#### Materials provided
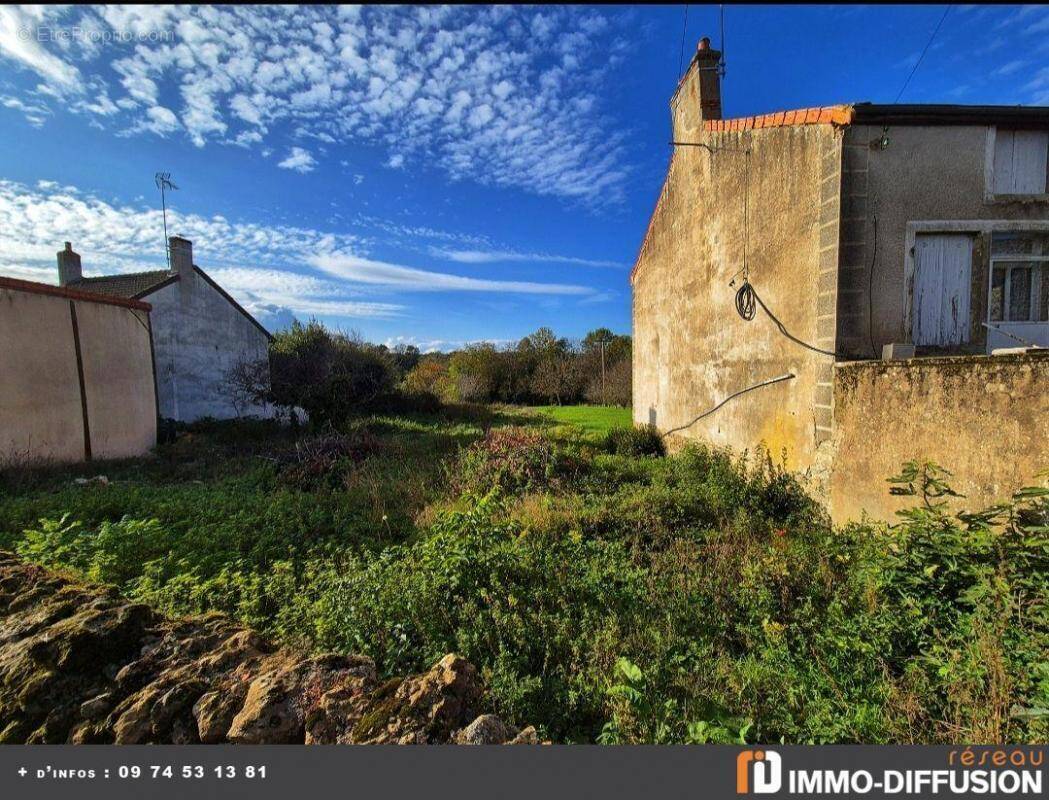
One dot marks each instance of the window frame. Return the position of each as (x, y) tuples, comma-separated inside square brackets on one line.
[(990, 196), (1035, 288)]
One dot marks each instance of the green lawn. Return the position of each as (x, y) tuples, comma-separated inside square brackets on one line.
########
#### Materials provided
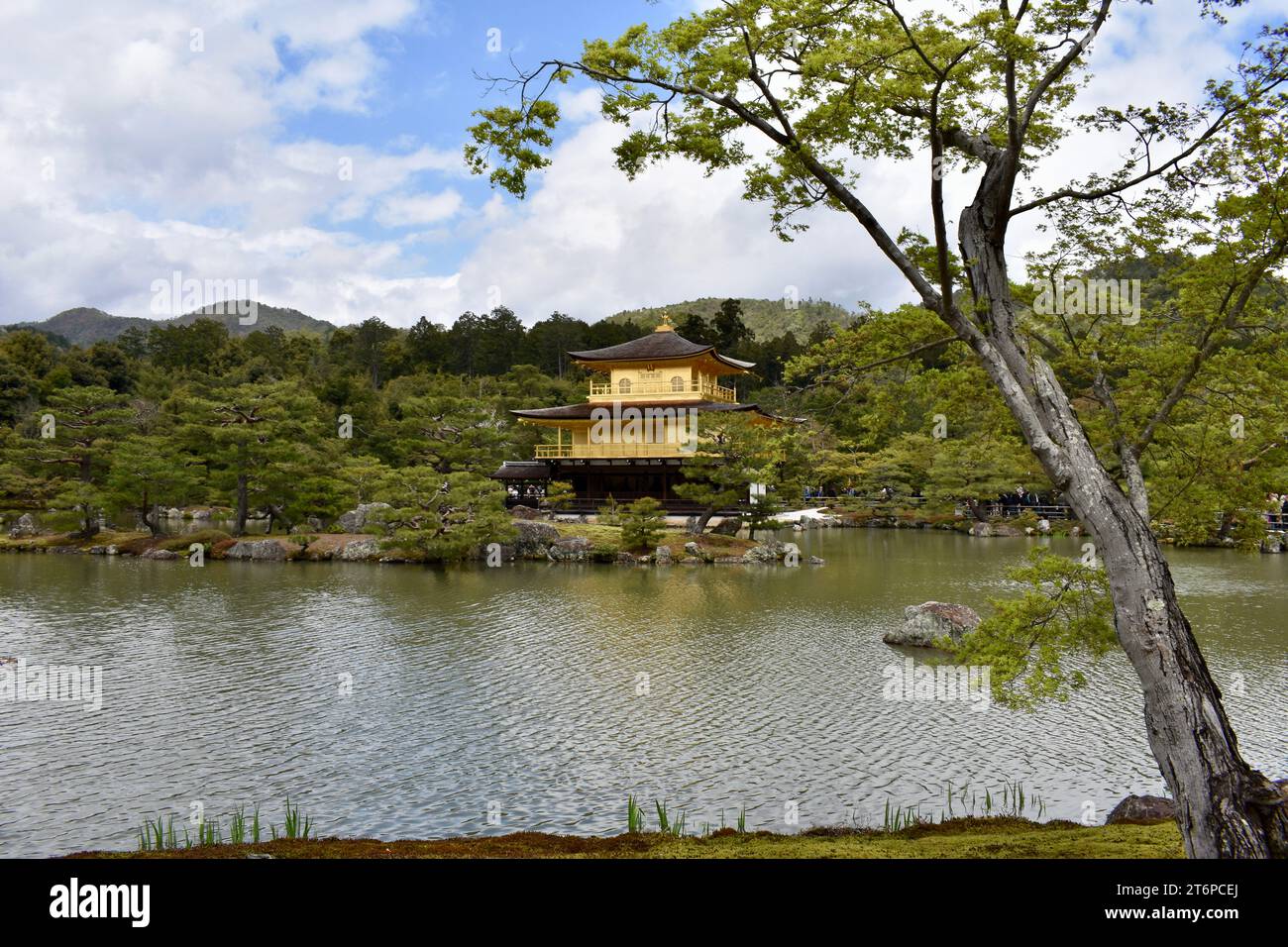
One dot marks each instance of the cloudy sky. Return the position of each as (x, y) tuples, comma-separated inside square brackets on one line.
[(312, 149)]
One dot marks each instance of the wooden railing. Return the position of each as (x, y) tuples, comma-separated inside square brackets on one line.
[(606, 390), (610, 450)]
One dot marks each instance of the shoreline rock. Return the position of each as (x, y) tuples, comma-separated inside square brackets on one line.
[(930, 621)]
########
[What the exercise asks]
Lay out the listing from the line containing "One dot marks each instance of the window" up to and including the line containing "[(990, 196), (1035, 288)]" as a Markdown table with the columns Row and Line, numbering each row and omitting blank lines.

[Written solution]
| Row | Line |
|---|---|
| 1 | One dot marks each instance of the window frame. Return the position of each as (x, y) tuples, comma-separated inside square brackets on one line. |
| 2 | [(990, 196), (1035, 288)] |